---------- Text extract

Harris was born to parents Torrel and Lisa, in Islip, New York. His father played college basketball at Duquesne and Murray State. He has three brothers, Tyler, T.J. and Terry, and two sisters, Tori and Tesia. Fellow NBA player and former teammate Channing Frye is Harris's first cousin. His grandfather, John Mulzac, was a member of the Tuskegee Airmen. Harris wears number 12 as a tribute to his close friend and former teammate Morgan Childs, who died at age 17 from leukemia.

Harris is close friends with Houston Rockets center Boban Marjanović, who was his teammate in Detroit, Los Angeles, and Philadelphia from 2016 to 2019.

Harris is married.

Philanthropy 
Harris was the recipient of the 2016 NBA Community Service Award. He created the "Tobias Harris School of Mentoring Program" and partnered with the Yes We Can Community Center and UAS Inc to help athletes and their parents with the recruiting and scholarship process. Harris also donated $10,000 to "Feeding Children Everywhere", a social charity that helps prepare food for hungry children. Harris won this award again in October 2021. 

Harris launched the Tobias Lit Labs campaign which brings books and authors to families and schools. He also partnered with Read by 4th to have a block party in North Philadelphia. Harris contributed more than 2 million dollars through his Tobias Harris Charitable Fund, which provides classroom supplies and supports professional development for educators and students. He has donated $10,000 to the Kappa Alpha Psi Foundation to provide grants for scholarships, community projects, and after-school programs.

Spirituality 
Harris identifies as a Christian and discusses his faith in public often. In 2015 in an interview with "Razz and Jazz Sports", Tobias stated, "Any person I meet, I try to embrace them and show them love so that they know I'm a Christian, Jesus Christ was a loving man. And as Christians, we have to try to model our lives after Jesus Christ". Tobias donated another 1 million dollars to nine different charities to the Philadelphia area.

--------------------

Work instructions
From the Tobias Harris biography above, write out everything from "Harris was born" down to "2016 to 2019." word for word.

---------- Source material

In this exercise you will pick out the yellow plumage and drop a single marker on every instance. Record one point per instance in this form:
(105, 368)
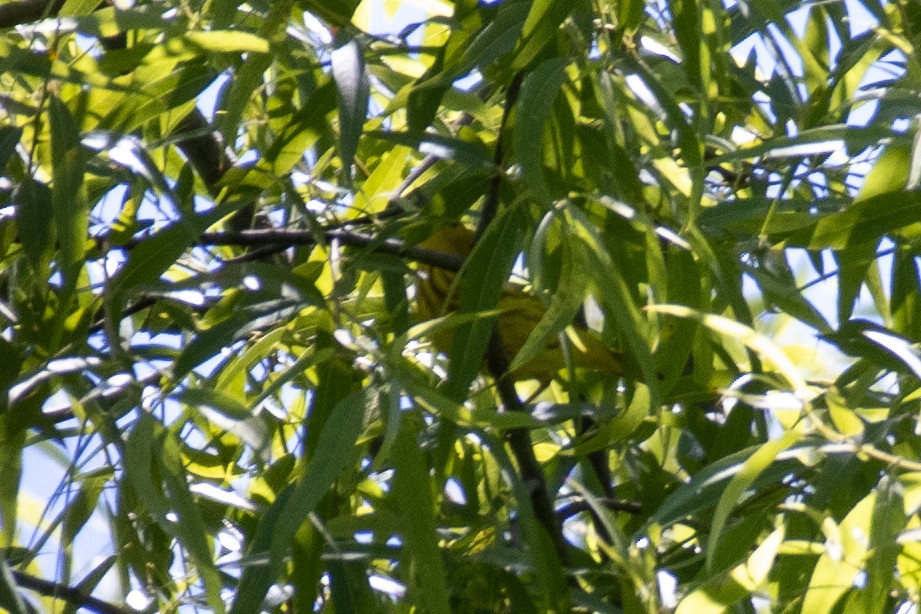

--------------------

Answer for the task
Harris was born to parents Torrel and Lisa, in Islip, New York. His father played college basketball at Duquesne and Murray State. He has three brothers, Tyler, T.J. and Terry, and two sisters, Tori and Tesia. Fellow NBA player and former teammate Channing Frye is Harris's first cousin. His grandfather, John Mulzac, was a member of the Tuskegee Airmen. Harris wears number 12 as a tribute to his close friend and former teammate Morgan Childs, who died at age 17 from leukemia.

Harris is close friends with Houston Rockets center Boban Marjanović, who was his teammate in Detroit, Los Angeles, and Philadelphia from 2016 to 2019.